• Working data:

= = =

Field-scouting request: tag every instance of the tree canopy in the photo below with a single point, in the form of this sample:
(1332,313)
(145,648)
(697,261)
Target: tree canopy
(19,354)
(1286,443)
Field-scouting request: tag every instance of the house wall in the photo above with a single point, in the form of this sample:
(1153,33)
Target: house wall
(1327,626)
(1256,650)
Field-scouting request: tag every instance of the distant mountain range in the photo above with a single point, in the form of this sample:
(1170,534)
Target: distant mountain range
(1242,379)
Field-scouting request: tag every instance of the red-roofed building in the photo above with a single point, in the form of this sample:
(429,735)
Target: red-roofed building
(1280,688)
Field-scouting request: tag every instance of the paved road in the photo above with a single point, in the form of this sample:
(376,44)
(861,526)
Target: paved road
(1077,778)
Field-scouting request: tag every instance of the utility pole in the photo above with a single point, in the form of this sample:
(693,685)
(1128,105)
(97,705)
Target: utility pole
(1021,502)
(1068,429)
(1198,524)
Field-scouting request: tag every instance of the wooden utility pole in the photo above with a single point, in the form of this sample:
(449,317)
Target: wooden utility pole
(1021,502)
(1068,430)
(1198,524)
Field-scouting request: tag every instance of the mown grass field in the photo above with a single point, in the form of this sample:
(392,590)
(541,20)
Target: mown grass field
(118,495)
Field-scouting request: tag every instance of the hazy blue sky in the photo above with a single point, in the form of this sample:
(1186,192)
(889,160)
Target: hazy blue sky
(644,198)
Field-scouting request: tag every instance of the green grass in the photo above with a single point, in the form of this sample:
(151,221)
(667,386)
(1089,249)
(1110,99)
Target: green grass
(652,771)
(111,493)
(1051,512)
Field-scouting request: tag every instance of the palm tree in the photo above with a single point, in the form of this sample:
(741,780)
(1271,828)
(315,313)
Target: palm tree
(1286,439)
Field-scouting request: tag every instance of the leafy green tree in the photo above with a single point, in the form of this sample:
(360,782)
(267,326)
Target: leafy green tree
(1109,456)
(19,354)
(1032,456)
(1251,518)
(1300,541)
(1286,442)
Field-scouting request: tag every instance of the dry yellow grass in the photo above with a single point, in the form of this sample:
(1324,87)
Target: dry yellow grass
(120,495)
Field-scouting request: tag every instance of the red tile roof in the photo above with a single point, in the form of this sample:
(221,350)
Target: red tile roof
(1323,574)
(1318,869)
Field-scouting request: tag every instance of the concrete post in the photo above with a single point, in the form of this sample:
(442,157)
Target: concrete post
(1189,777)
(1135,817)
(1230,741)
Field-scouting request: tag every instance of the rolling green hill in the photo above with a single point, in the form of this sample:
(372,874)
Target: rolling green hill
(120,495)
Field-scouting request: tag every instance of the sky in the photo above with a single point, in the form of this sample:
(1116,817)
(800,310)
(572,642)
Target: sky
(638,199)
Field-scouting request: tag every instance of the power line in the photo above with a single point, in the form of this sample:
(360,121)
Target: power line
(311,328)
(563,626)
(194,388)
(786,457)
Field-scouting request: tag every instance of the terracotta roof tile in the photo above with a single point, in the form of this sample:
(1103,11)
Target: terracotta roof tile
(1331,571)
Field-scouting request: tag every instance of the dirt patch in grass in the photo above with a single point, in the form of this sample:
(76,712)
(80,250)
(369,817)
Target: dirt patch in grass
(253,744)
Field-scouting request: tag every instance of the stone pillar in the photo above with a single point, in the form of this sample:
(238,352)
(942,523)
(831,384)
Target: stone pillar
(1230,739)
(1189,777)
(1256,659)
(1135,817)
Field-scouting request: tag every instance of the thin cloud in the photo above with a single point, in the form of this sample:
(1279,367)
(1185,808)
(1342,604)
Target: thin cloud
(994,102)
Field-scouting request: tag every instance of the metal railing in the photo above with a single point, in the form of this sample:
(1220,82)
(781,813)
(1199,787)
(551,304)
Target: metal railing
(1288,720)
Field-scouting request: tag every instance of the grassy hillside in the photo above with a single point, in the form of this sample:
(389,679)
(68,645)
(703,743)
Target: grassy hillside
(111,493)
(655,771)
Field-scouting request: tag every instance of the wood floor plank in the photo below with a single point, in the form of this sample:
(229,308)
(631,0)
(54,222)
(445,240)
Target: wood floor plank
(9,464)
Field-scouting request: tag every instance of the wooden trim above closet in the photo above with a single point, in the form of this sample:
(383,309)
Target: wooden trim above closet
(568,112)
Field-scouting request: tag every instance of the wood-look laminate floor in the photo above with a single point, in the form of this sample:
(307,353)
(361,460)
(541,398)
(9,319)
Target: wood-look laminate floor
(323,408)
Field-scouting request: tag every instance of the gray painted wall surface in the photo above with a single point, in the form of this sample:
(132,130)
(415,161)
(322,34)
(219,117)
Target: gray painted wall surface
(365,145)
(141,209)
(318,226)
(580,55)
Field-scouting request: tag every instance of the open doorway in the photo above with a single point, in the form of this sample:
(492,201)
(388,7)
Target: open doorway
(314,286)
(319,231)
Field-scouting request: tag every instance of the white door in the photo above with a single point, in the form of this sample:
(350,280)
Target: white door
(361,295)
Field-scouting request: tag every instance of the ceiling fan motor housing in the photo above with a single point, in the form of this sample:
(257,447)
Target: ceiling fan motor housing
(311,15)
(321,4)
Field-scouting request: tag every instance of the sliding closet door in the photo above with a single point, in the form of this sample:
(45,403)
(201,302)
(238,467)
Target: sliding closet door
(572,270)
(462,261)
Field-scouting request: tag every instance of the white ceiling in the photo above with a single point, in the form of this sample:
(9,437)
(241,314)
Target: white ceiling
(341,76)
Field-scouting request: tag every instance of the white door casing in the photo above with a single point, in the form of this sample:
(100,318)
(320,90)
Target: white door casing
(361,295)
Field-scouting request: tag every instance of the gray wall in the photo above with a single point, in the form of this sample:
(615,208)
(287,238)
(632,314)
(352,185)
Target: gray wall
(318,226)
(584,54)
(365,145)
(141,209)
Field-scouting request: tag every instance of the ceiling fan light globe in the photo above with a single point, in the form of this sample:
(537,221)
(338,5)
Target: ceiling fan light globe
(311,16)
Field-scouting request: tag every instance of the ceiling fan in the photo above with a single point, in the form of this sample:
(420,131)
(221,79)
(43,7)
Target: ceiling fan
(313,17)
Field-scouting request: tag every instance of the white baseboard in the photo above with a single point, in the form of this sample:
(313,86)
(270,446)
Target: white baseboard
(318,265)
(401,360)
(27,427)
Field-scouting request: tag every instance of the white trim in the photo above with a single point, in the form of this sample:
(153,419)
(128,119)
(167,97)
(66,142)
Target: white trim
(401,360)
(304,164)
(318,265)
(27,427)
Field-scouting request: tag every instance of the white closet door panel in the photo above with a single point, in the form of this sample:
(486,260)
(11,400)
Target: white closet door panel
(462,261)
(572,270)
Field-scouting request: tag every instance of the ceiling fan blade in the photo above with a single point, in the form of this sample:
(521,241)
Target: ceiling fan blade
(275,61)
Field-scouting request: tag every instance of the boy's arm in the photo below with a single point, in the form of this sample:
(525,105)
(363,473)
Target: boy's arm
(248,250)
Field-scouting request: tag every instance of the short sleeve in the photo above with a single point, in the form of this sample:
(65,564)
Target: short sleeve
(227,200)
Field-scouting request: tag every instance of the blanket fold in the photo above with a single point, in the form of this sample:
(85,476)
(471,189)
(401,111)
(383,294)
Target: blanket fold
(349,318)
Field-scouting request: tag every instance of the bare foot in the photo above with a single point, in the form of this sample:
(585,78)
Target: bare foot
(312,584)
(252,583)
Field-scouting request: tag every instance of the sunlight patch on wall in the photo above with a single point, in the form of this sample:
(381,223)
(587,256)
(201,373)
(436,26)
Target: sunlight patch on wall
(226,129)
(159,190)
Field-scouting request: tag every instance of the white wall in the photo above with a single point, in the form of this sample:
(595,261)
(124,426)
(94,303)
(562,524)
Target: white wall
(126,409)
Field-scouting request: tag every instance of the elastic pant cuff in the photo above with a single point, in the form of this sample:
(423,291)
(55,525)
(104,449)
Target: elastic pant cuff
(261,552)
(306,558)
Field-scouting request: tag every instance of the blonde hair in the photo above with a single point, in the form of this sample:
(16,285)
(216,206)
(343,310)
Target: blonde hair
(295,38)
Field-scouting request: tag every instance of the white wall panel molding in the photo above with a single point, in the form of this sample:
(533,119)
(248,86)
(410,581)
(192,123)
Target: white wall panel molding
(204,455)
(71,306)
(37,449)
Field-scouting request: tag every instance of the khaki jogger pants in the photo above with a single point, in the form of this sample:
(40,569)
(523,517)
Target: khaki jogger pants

= = =

• Problem description:
Locate the line that contains "Field-scouting request: tag every instance of the blonde". Repeat it and every line after it, up to and including the final line, exactly.

• Finished answer:
Field-scouting request: tag every instance of the blonde hair in the photo above with a single point, in the form of this sample:
(16,285)
(216,206)
(343,310)
Target: blonde hair
(295,38)
Field-scouting request: tag every instance of the white wall panel molding in the photo above with a single point, in the form of this sample:
(533,119)
(248,86)
(410,581)
(192,123)
Target: white wall panel molding
(204,455)
(71,306)
(37,449)
Field-scouting request: tag every instance of the khaki jogger pants in the photo above with a single point, in the form of this sample:
(40,569)
(523,517)
Target: khaki jogger pants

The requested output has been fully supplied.